**Data listing:**
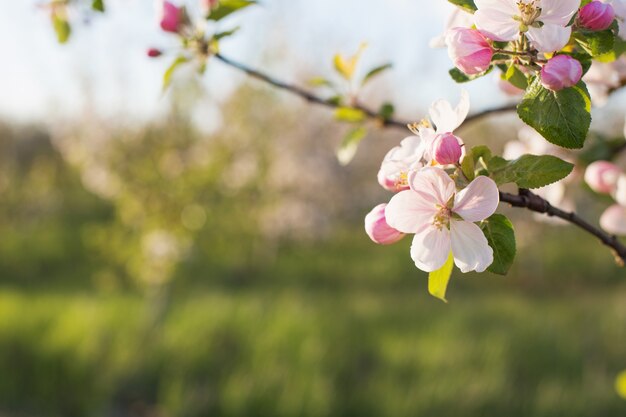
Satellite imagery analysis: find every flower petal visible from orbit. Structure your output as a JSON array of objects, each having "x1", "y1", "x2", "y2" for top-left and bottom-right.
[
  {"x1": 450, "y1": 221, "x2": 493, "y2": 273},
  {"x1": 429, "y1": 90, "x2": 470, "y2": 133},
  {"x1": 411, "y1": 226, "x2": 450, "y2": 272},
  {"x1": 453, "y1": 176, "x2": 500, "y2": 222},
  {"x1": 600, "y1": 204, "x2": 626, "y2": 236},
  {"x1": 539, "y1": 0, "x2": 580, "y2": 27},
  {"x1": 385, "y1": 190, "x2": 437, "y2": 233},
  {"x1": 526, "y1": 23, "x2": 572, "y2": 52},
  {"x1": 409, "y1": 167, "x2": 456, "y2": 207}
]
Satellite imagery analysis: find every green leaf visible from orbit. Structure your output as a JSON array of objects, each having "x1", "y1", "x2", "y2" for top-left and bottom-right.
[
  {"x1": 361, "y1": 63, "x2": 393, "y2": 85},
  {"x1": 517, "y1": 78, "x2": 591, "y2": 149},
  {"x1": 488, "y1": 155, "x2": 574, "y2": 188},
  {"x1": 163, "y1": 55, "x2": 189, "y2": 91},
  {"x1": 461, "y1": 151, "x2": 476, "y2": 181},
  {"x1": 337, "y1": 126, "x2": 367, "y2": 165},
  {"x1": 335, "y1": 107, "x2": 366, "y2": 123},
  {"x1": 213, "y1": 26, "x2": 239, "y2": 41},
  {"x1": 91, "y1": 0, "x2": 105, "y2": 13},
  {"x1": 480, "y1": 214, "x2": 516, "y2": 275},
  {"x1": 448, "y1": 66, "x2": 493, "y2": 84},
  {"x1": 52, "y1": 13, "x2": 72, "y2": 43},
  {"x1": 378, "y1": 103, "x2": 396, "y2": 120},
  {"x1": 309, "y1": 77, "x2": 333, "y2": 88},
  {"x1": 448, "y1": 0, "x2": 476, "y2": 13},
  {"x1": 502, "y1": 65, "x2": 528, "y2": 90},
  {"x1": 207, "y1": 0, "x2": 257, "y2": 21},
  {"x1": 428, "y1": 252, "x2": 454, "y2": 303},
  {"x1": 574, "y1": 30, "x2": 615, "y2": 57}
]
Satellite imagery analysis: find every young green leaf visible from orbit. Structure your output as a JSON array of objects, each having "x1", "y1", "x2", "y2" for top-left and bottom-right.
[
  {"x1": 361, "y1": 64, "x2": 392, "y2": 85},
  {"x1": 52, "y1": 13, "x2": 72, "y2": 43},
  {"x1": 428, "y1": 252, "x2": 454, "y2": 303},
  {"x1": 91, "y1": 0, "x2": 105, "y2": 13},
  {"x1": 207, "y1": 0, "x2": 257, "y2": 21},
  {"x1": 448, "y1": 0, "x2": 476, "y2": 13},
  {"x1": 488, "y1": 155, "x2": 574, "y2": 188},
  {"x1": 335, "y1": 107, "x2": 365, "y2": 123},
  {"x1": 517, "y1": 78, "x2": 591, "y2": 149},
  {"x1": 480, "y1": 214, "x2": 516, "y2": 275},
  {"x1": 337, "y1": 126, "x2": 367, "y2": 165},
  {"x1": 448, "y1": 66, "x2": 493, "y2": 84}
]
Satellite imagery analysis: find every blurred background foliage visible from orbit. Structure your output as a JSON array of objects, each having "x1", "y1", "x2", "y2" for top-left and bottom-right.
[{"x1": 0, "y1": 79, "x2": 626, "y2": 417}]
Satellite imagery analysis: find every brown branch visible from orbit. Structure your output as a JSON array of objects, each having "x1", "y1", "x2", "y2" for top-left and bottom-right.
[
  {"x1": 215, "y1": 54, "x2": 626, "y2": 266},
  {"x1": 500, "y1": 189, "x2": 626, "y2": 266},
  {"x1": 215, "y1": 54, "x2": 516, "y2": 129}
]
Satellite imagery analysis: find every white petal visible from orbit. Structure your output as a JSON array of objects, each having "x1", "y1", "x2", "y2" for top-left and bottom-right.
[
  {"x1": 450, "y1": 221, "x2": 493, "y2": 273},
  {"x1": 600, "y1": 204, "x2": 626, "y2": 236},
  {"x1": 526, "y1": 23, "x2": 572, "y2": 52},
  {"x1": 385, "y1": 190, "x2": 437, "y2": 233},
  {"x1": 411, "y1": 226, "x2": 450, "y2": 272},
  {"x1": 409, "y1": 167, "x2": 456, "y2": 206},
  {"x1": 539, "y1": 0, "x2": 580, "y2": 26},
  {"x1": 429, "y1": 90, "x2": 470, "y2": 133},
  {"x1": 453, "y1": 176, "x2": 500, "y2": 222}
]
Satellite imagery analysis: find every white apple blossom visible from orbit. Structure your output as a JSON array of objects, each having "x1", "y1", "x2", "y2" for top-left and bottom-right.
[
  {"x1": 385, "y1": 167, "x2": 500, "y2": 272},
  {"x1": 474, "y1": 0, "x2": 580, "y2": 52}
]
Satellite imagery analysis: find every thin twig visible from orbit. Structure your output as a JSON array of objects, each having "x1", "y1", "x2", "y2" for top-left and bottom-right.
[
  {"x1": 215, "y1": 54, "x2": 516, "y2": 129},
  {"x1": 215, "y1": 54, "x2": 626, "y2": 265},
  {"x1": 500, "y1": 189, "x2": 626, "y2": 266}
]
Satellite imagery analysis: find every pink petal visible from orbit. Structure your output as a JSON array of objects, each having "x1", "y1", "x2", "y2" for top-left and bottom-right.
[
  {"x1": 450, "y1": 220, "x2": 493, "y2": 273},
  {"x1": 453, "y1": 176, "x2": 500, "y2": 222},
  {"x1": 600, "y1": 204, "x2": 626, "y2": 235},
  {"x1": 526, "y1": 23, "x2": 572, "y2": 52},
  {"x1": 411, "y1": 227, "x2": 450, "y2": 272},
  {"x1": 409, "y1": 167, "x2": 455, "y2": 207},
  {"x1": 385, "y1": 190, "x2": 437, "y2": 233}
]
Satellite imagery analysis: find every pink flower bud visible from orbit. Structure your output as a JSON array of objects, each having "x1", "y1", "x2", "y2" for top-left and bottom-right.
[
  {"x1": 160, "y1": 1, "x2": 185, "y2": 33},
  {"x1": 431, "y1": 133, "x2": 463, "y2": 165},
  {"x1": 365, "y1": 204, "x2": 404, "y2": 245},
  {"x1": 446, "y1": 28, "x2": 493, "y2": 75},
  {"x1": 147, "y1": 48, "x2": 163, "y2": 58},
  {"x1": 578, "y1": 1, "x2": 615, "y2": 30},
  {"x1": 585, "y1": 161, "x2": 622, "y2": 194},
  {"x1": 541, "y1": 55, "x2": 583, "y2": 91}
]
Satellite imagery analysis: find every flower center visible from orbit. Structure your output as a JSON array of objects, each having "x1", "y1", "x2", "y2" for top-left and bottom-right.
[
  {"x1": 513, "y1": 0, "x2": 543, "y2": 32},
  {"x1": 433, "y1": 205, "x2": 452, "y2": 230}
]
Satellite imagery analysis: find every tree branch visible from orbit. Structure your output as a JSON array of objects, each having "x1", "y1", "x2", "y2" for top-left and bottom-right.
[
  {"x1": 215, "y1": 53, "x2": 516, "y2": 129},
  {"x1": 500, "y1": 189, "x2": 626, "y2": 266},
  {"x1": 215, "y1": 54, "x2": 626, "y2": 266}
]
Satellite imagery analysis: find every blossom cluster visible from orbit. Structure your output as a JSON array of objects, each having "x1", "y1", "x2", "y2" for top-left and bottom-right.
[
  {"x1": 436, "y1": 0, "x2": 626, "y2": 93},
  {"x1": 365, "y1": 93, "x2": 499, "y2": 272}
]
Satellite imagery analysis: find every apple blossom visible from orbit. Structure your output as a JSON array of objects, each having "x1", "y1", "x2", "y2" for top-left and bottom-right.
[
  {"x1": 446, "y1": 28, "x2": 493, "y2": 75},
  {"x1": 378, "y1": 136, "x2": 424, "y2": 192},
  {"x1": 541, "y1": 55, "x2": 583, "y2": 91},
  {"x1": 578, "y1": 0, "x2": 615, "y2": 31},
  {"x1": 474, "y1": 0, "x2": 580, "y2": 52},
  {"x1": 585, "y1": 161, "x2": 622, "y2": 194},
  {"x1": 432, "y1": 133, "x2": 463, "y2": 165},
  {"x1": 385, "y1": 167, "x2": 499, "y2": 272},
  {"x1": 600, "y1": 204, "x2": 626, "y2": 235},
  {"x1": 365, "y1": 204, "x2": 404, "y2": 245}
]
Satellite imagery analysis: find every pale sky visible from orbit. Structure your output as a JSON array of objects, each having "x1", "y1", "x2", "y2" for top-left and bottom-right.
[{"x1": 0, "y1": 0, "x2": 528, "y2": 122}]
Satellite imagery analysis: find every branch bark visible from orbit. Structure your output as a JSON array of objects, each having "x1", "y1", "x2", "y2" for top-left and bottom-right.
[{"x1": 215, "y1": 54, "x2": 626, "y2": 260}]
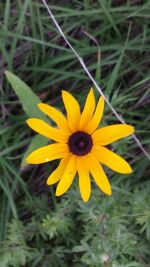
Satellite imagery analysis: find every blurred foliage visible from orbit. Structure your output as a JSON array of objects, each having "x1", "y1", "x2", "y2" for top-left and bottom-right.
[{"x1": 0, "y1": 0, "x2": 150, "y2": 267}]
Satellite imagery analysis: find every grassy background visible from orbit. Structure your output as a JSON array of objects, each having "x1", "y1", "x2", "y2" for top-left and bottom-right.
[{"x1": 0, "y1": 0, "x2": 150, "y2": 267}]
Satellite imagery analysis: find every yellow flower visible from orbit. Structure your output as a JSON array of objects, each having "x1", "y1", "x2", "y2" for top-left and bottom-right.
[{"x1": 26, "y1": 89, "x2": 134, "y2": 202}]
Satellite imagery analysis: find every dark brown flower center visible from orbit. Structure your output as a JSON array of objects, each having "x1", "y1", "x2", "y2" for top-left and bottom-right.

**What this task involves:** Starting at the line containing "Satellite imagery analysis: find every yellow" and ending with the last of the items, rewrite those lines with "dark brown" changed to "black" and nothing else altered.

**Output of the exercise:**
Satellite imagery analysis: find every yellow flower visible from orbit. Structure your output as a JSON array of objects, each having "x1", "y1", "x2", "y2" for top-left and bottom-right.
[{"x1": 26, "y1": 89, "x2": 134, "y2": 202}]
Satellite imagery analysis: find every black flower center visible from orbit. Structure your output as a JSON array of objects, each having "x1", "y1", "x2", "y2" for top-left and bottom-right.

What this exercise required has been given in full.